Source data —
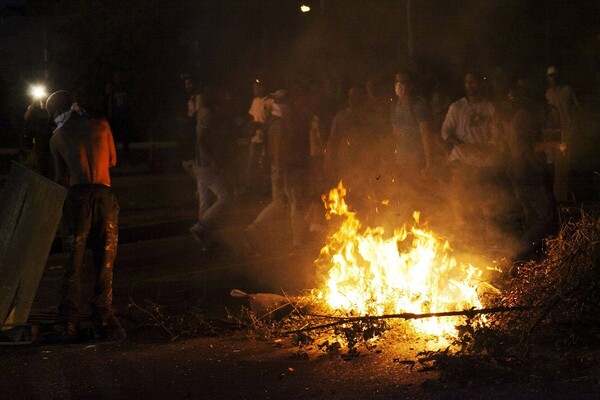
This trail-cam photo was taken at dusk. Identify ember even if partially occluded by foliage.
[316,182,489,337]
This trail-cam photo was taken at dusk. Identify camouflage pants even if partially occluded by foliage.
[59,185,119,324]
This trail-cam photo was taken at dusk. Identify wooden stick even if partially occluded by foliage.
[283,306,531,335]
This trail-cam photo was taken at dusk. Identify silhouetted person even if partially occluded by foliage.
[503,87,566,260]
[188,93,229,250]
[46,91,124,341]
[105,71,131,159]
[546,66,579,203]
[390,71,432,180]
[23,94,54,178]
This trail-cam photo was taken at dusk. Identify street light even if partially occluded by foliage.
[29,85,48,100]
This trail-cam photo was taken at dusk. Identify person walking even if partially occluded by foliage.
[188,93,229,251]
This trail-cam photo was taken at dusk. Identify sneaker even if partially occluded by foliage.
[93,315,127,341]
[190,225,211,251]
[59,321,79,343]
[242,225,260,256]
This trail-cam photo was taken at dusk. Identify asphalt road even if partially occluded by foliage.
[0,163,597,400]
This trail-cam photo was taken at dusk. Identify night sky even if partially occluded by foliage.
[0,0,600,146]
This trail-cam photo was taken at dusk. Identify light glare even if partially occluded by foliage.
[30,85,48,100]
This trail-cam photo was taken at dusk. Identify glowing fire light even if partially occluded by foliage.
[316,182,492,336]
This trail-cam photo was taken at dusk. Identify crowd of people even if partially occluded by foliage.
[183,66,577,259]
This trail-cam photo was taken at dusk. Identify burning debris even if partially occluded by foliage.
[315,182,498,336]
[232,182,507,352]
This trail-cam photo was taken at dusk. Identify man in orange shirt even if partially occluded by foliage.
[46,91,124,341]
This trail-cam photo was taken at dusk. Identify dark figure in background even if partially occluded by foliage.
[23,94,54,179]
[105,71,131,156]
[324,86,377,187]
[390,71,433,181]
[241,79,272,198]
[46,91,125,341]
[546,66,579,203]
[502,87,566,261]
[177,74,198,166]
[245,89,309,248]
[188,93,229,250]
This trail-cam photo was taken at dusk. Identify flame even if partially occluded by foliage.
[316,182,492,336]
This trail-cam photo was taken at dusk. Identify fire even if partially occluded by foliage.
[316,182,492,336]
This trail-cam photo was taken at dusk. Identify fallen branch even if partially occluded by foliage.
[283,306,531,335]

Instructions for the task — Render all of the material above as a two-column CSV with the headers instruction and boxes. Give one row for each line of text together with the coordinates beneath it, put each value in a single quoted field with any line breaks replaced by spaces, and omit the pictures.

Response —
instruction,boxes
"This trail-cam photo was taken at dusk. Identify ember even if partially occluded by foliage.","[316,182,489,337]"
"This trail-cam photo was taken at dusk. Identify camouflage pants even if partially occluded by foliage.","[59,185,119,324]"
"This trail-cam photo was taken at dusk. Identify wooden stick even if partially occluded by foliage.","[283,306,531,335]"
"This trail-cam photo was taken at dusk. Identify silhouetted person even if partially occluded by foliage.","[503,87,566,260] [188,93,229,250] [46,91,124,341] [105,71,131,159] [546,66,579,203] [390,71,432,180] [23,94,54,178]"
"This trail-cam photo was taken at dusk. Identify street light even if partially occluded by foliage.","[29,85,48,100]"
"This trail-cam photo was taken at dusk. Identify person walking even if partially occluded by foliage.","[188,93,229,251]"
"This trail-cam photo was taken at dusk. Identify sneaker even if partially occluded by foliage.","[93,315,127,341] [190,225,211,251] [59,321,79,343] [242,225,260,256]"
"This trail-cam photo was taken at dusk. Identify asphalt road even if partially occluded by foliage.","[0,163,597,400]"
"This trail-cam photo was taken at dusk. Identify night sky even if partially occluded by foliage.","[0,0,600,146]"
"This trail-cam photo was taken at dusk. Identify light glare even if partially occluded by foliage.","[30,85,48,100]"
"This trail-cam photo was taken at dusk. Identify glowing fire light even if partially occluded by foliage.","[316,182,492,336]"
"This trail-cam photo was taken at dusk. Identify crowd of people even if partially occluded by foliage.","[183,66,577,259]"
"This trail-cam photo was taken at dusk. Identify burning debris even if partially occluded by foliage.","[315,182,498,336] [232,182,507,352]"
"This trail-cam photo was taken at dusk. Identify man in orange shirt even if partially occluded by foliage.","[46,91,124,341]"
"This trail-cam photo was taken at dusk. Identify dark figure in background even if partially occluded by foliage.","[23,94,54,179] [105,71,131,156] [324,86,377,187] [390,71,433,181] [241,79,272,198] [46,91,125,341] [546,66,579,203] [502,87,566,261] [177,74,198,166] [245,89,309,248] [188,93,229,250]"
"This trail-cam photo was taken at dusk. Identify flame even if partially occluded by foliage.","[316,182,492,336]"
"This trail-cam photo was taken at dusk. Identify fire even if partially occluded by foliage.","[316,182,492,336]"
"This trail-cam photo was taken at dusk. Identify fallen branch even if partially occluded by foliage.","[283,306,531,335]"